EXERCISE DETAILS
Copy every line that contains the string "lawn" from the entries below.

AVAILABLE DATA
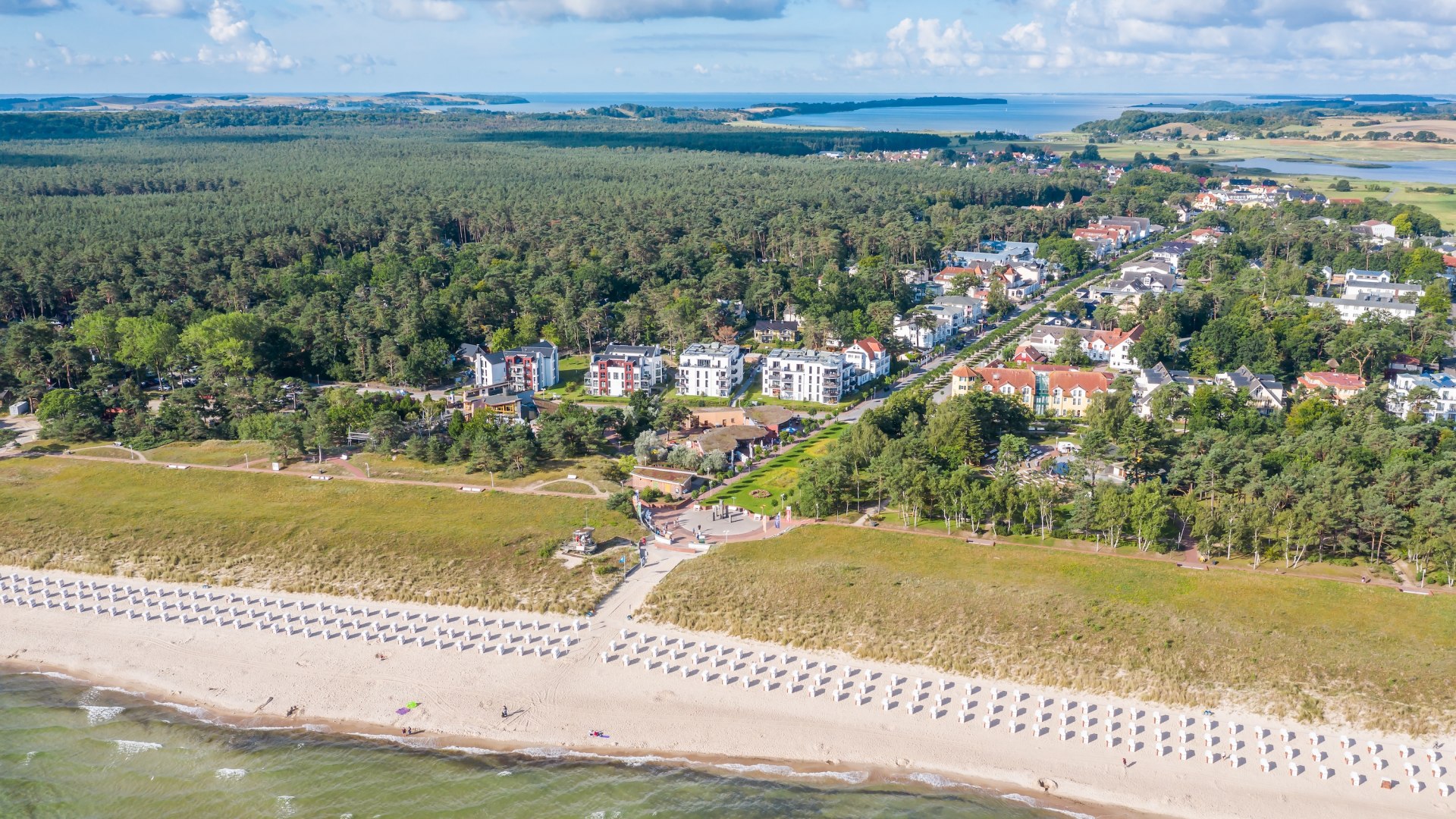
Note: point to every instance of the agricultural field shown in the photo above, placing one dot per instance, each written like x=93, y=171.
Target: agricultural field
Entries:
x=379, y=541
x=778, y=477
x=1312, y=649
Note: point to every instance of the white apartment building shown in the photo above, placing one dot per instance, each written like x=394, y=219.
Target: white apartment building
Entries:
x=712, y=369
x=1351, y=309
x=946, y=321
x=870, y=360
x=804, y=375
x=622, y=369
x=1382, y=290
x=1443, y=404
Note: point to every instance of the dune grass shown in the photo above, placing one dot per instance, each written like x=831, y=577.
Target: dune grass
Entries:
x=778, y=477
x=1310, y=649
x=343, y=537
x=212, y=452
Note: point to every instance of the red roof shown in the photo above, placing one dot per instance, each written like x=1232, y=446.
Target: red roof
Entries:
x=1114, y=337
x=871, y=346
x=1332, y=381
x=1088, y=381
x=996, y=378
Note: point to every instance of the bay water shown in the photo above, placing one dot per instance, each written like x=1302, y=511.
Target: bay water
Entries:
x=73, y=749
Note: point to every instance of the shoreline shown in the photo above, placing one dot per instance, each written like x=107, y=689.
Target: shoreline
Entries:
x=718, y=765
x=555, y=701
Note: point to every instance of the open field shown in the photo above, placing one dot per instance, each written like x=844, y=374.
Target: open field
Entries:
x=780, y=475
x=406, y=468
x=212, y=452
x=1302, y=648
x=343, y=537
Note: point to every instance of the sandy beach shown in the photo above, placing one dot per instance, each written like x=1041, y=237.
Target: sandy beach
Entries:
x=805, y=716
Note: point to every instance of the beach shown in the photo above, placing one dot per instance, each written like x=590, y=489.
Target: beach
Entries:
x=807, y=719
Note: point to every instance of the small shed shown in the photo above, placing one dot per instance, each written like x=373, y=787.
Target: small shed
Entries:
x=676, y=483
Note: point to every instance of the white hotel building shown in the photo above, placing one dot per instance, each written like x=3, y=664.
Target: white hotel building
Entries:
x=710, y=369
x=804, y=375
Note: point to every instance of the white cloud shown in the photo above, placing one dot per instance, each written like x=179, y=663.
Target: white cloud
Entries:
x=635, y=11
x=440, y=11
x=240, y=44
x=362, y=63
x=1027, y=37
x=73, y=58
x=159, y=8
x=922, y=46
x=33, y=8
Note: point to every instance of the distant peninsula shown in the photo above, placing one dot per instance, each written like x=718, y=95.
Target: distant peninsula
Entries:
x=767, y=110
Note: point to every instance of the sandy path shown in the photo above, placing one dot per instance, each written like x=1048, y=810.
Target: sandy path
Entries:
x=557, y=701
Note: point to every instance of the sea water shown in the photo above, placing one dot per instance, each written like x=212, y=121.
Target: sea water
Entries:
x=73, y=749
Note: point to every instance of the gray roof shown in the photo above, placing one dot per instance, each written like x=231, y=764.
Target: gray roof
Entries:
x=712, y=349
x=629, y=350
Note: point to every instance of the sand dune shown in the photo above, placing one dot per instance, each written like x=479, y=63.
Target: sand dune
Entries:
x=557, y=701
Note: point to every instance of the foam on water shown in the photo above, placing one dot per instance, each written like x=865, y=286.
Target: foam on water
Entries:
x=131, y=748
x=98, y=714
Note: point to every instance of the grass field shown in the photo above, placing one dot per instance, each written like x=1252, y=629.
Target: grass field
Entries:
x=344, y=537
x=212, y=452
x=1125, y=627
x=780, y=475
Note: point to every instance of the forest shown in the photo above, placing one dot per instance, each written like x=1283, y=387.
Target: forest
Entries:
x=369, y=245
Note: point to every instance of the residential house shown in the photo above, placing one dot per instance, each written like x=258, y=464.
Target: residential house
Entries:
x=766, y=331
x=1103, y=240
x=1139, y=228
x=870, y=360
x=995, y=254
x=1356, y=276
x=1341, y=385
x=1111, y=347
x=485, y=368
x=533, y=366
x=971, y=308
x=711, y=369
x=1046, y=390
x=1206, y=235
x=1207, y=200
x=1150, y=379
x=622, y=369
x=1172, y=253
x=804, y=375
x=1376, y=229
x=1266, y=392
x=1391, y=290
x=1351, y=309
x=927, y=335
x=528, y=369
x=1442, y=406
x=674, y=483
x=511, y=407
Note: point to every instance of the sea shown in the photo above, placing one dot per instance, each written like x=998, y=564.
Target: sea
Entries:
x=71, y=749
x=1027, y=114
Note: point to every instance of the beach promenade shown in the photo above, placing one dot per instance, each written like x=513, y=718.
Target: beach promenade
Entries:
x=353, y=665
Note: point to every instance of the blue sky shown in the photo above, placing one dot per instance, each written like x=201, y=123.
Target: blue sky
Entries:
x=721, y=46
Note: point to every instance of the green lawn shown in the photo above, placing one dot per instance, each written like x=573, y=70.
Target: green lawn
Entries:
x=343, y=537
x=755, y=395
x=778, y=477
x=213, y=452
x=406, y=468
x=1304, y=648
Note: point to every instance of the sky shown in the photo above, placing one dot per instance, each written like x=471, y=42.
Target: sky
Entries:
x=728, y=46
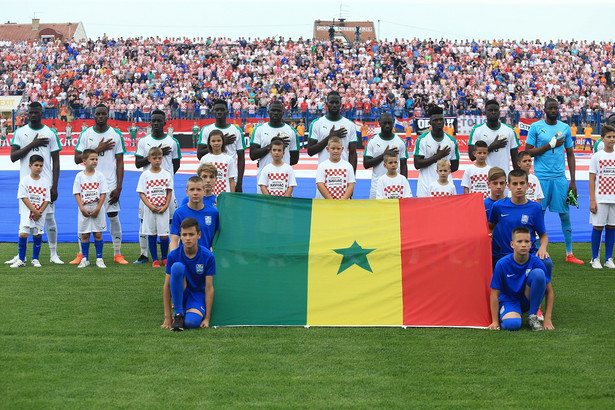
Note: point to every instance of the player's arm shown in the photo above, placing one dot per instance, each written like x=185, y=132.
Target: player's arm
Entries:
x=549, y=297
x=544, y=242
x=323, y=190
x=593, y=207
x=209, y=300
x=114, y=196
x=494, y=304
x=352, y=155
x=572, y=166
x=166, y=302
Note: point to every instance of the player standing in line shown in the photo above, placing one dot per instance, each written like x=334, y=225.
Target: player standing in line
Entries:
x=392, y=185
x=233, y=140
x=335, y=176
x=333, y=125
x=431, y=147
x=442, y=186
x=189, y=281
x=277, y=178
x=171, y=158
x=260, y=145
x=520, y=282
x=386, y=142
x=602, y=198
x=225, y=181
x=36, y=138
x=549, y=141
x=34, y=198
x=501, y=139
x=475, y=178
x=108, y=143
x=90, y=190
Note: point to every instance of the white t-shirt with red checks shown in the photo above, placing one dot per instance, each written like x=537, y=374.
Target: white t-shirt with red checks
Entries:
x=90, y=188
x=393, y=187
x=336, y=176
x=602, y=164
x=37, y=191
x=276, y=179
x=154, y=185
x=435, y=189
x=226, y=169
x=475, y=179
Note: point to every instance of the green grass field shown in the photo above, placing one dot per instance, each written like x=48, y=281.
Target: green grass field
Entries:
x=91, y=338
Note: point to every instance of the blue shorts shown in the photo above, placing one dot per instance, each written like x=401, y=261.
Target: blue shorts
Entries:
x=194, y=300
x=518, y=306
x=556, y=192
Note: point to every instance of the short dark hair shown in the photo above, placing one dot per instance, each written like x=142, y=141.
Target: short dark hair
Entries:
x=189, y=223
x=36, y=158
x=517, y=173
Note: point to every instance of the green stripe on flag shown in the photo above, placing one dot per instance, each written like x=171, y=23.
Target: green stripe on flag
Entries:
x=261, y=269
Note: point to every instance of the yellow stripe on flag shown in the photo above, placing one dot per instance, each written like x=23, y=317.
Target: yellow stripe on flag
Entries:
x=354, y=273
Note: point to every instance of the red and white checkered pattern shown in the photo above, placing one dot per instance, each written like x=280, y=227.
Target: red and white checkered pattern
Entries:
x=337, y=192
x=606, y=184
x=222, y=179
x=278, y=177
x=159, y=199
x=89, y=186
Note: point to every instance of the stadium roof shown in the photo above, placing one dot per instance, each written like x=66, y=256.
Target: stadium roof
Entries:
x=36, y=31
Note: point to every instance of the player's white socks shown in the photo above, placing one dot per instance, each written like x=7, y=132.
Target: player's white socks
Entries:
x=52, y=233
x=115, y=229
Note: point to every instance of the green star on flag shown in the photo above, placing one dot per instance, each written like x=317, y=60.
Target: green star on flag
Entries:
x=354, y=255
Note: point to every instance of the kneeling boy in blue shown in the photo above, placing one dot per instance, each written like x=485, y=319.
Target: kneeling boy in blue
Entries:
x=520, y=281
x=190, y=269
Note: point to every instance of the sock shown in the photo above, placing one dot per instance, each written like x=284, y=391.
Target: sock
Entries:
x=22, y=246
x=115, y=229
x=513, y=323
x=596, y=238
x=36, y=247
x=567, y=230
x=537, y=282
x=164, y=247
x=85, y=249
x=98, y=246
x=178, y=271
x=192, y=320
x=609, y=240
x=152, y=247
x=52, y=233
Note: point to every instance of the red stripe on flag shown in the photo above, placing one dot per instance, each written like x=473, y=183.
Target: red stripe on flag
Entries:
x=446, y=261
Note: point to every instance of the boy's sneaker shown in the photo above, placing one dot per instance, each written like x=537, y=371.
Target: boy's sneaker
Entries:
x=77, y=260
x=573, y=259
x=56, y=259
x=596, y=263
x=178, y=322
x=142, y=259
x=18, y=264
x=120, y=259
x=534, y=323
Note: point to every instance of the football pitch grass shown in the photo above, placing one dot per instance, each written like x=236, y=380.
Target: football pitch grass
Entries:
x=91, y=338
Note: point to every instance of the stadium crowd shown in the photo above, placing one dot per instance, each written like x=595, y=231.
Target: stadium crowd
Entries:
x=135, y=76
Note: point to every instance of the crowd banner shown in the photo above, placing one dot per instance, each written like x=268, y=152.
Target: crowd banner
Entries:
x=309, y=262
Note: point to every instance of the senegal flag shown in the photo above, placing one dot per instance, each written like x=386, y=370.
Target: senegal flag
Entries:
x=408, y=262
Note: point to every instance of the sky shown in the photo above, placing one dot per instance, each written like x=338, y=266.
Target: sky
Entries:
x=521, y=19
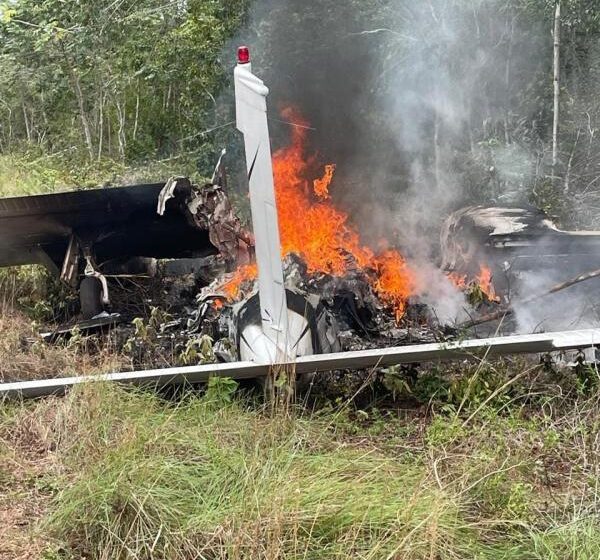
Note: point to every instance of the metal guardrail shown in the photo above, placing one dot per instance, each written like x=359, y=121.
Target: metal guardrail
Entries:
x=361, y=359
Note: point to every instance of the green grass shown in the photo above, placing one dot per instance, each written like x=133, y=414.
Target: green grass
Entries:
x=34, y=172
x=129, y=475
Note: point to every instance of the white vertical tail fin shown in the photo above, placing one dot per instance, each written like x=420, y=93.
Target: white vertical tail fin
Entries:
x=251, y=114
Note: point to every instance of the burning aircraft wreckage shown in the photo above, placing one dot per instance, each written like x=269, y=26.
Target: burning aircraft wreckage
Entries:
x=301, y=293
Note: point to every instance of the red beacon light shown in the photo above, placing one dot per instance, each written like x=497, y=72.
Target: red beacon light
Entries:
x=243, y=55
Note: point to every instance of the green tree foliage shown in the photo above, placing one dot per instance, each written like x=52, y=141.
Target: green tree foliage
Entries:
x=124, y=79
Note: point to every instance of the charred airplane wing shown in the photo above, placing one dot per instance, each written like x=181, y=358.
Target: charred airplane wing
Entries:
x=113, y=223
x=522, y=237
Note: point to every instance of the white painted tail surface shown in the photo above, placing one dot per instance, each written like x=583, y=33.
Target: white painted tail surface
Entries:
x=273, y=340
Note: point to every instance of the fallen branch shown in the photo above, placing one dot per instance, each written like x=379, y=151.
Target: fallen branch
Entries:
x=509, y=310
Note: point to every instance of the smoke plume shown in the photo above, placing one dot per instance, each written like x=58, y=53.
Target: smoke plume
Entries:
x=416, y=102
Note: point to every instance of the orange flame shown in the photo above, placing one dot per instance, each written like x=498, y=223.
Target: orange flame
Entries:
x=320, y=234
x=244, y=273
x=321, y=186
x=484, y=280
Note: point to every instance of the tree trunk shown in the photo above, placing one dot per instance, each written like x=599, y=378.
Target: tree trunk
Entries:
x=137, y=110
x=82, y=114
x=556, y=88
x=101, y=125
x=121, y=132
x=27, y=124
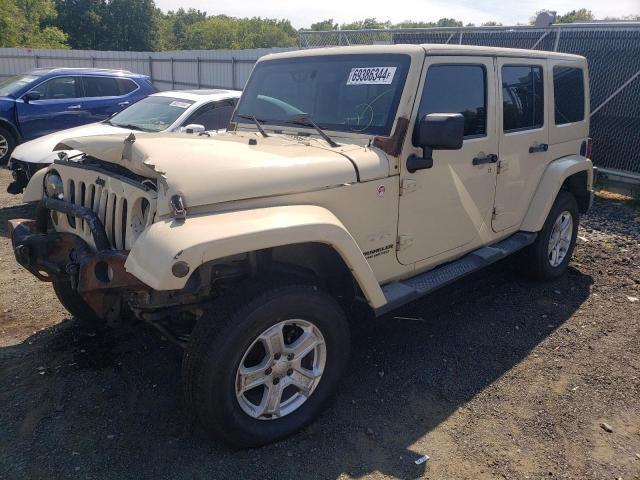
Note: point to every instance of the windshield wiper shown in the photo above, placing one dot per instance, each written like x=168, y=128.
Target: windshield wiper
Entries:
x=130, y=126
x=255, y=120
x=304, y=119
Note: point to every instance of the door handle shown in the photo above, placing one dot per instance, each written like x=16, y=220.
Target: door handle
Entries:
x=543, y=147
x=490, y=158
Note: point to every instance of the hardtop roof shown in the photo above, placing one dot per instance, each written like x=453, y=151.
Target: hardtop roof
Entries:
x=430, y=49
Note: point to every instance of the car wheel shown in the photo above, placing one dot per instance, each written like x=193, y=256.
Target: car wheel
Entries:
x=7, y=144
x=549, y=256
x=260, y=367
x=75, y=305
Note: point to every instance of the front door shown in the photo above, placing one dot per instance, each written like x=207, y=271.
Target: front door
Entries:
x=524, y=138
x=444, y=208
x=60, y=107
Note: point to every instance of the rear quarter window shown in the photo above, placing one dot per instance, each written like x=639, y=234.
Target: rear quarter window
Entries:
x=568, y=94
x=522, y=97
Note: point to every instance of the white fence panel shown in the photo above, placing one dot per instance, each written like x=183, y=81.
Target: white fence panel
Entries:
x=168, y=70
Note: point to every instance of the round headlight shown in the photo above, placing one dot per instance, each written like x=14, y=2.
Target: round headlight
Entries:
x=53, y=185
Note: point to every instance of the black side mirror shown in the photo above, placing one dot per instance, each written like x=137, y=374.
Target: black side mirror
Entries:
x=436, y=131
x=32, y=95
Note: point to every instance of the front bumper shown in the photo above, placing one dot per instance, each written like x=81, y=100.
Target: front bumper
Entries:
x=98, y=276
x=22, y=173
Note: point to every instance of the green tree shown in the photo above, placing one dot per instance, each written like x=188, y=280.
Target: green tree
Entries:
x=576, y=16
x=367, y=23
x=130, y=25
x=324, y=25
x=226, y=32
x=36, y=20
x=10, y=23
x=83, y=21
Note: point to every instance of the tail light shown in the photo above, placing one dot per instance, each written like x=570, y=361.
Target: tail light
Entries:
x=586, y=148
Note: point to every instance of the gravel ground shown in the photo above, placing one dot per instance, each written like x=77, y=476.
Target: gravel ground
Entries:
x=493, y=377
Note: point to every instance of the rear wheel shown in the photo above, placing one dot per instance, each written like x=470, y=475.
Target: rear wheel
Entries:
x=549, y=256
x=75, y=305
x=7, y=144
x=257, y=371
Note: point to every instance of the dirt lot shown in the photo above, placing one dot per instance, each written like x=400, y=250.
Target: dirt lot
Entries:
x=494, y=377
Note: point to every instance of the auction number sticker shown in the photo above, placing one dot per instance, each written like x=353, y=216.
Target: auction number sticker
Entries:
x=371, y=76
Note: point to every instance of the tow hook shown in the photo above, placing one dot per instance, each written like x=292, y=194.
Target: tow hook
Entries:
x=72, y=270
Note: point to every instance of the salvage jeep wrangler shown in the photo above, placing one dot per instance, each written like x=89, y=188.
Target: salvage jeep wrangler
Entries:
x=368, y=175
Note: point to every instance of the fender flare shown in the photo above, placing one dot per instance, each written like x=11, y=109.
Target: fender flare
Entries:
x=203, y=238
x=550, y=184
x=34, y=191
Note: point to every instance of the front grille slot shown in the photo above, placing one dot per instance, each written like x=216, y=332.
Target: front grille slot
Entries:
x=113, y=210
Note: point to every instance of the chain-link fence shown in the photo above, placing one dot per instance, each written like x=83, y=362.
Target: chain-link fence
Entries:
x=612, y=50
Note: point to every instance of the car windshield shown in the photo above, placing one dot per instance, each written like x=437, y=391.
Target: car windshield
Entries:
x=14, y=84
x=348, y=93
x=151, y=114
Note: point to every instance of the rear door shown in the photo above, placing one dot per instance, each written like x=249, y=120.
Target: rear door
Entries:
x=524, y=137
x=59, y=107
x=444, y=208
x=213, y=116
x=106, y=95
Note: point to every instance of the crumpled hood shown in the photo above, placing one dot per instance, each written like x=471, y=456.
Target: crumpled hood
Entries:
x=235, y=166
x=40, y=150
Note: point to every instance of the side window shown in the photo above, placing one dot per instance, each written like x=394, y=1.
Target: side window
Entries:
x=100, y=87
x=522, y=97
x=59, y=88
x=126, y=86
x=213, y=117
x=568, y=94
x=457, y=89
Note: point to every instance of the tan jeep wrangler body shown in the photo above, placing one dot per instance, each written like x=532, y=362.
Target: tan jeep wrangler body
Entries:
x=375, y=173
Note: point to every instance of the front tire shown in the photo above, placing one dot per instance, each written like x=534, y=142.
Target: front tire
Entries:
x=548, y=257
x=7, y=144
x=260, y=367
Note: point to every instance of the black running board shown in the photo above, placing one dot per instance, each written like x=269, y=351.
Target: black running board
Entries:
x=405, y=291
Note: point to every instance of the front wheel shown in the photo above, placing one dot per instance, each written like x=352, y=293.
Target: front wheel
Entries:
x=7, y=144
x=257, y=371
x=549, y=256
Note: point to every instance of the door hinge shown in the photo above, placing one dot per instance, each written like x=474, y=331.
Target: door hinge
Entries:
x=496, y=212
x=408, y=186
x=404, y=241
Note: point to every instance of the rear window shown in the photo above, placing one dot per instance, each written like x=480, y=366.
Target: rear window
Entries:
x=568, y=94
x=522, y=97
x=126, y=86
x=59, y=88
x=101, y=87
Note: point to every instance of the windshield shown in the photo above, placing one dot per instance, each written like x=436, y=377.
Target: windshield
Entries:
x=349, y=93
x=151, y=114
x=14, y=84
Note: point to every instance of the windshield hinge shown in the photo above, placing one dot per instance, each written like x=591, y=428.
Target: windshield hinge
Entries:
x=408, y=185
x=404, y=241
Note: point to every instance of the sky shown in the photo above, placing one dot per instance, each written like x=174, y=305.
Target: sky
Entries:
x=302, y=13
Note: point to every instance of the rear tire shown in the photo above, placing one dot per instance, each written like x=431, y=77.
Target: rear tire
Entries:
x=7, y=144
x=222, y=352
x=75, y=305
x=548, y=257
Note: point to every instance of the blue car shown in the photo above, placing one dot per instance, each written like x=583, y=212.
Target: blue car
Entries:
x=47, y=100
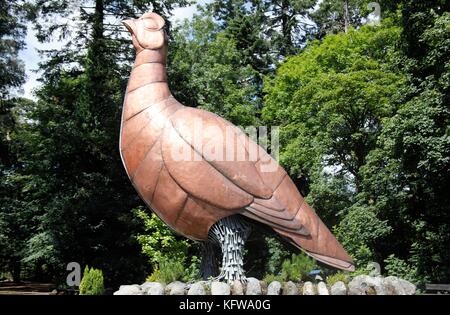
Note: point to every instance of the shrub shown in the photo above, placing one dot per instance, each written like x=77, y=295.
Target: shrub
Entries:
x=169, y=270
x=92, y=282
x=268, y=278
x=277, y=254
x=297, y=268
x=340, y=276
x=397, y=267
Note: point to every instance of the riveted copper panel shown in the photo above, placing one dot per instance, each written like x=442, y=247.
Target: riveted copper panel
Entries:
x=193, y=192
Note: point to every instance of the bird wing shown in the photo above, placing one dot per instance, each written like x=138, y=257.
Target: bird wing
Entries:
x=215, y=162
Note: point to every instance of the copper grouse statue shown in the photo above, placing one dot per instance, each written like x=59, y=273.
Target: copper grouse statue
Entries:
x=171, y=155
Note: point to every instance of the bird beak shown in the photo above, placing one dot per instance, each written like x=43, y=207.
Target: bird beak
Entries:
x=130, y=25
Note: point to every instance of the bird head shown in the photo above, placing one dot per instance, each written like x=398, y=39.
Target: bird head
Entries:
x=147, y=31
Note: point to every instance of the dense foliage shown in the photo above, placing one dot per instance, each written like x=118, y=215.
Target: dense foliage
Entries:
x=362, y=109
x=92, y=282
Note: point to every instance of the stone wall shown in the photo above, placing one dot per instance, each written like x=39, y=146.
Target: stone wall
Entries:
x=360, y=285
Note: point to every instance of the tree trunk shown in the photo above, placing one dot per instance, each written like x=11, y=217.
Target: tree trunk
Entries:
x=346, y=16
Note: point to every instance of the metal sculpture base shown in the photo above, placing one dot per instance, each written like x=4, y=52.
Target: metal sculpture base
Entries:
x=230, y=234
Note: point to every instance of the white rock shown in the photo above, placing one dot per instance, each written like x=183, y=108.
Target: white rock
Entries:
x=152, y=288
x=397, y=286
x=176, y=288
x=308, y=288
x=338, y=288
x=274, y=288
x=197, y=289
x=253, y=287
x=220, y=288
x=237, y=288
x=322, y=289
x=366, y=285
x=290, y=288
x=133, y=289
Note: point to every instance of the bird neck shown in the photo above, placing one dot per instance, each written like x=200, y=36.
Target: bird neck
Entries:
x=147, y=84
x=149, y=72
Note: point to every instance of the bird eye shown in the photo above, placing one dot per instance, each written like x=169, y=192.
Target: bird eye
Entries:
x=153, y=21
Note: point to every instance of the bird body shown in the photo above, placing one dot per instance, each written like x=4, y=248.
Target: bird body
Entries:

ANSWER AREA
Note: point to every instance of the green lawn shown in the photo above, placing one dot per instance, each written like x=573, y=70.
Target: green lawn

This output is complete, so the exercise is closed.